Recorded data:
-- begin --

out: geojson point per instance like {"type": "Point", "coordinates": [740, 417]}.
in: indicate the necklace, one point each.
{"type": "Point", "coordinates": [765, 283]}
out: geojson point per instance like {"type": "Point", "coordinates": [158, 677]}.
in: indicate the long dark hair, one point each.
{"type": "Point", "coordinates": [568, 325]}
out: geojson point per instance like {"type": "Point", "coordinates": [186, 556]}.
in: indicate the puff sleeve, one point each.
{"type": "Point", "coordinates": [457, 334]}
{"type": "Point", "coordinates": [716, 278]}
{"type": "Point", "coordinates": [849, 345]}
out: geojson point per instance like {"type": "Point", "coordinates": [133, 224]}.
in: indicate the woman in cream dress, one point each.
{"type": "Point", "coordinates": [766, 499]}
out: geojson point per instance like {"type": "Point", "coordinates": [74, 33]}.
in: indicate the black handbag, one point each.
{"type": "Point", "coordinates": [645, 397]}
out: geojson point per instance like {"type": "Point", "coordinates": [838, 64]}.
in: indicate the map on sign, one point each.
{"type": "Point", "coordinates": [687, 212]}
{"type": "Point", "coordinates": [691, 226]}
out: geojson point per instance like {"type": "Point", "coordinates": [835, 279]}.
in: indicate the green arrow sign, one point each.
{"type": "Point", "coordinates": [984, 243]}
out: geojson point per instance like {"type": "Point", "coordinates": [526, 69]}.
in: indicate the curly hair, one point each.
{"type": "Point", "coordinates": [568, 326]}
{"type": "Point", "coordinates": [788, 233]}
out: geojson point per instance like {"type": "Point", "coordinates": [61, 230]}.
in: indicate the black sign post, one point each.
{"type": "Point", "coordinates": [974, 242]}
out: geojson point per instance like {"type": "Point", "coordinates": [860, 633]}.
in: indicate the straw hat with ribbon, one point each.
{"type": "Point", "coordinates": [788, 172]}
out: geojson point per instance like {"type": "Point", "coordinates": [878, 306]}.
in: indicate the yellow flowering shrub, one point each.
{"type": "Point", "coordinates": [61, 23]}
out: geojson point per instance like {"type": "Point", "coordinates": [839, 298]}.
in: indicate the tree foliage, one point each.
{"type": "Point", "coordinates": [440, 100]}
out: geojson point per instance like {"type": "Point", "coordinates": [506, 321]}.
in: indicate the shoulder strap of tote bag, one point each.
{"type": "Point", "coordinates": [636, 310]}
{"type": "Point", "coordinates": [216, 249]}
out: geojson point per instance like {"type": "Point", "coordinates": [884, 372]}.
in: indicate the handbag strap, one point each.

-- end --

WHAT IS BEING ASKED:
Type the whole listing again, unaltered.

RESPONSE TO THIS EXERCISE:
out: geojson point per instance like {"type": "Point", "coordinates": [740, 417]}.
in: indicate the necklace, one point each.
{"type": "Point", "coordinates": [765, 283]}
out: geojson point per instance like {"type": "Point", "coordinates": [158, 677]}.
in: indicate the long dark hair, one point each.
{"type": "Point", "coordinates": [568, 325]}
out: geojson point per instance like {"type": "Point", "coordinates": [186, 556]}.
in: indicate the puff sleeve, one point each.
{"type": "Point", "coordinates": [457, 334]}
{"type": "Point", "coordinates": [716, 278]}
{"type": "Point", "coordinates": [849, 345]}
out: geojson point per instance like {"type": "Point", "coordinates": [133, 224]}.
in: indicate the woman in cream dress, one point each.
{"type": "Point", "coordinates": [766, 499]}
out: geojson point per instance like {"type": "Point", "coordinates": [74, 33]}.
in: indicate the black handbag, one point each.
{"type": "Point", "coordinates": [645, 397]}
out: geojson point per instance like {"type": "Point", "coordinates": [838, 64]}.
in: indicate the map on sign, one point each.
{"type": "Point", "coordinates": [687, 212]}
{"type": "Point", "coordinates": [691, 226]}
out: geojson point per instance like {"type": "Point", "coordinates": [835, 279]}.
in: indicate the green arrow sign, one point each.
{"type": "Point", "coordinates": [984, 243]}
out: geojson point per instance like {"type": "Point", "coordinates": [526, 69]}.
in: indicate the curly hair, one point each.
{"type": "Point", "coordinates": [568, 326]}
{"type": "Point", "coordinates": [788, 233]}
out: geojson point per instance like {"type": "Point", "coordinates": [61, 230]}.
in: indicate the black sign post, one point each.
{"type": "Point", "coordinates": [974, 242]}
out: geojson point per instance like {"type": "Point", "coordinates": [860, 633]}.
in: indicate the straw hat with ribbon, one point each.
{"type": "Point", "coordinates": [788, 172]}
out: geojson point per instance like {"type": "Point", "coordinates": [878, 306]}.
in: indicate the yellow flowering shrub, one point each.
{"type": "Point", "coordinates": [61, 23]}
out: geojson point per instance like {"type": "Point", "coordinates": [839, 298]}.
in: indicate the tree foliage, one point each.
{"type": "Point", "coordinates": [440, 100]}
out: geojson point per instance like {"type": "Point", "coordinates": [506, 321]}.
in: indicate the shoulder strap of tote bag, one point each.
{"type": "Point", "coordinates": [636, 310]}
{"type": "Point", "coordinates": [216, 249]}
out: geojson point per instance like {"type": "Point", "coordinates": [884, 372]}.
in: indicate the handbag strap, one point each.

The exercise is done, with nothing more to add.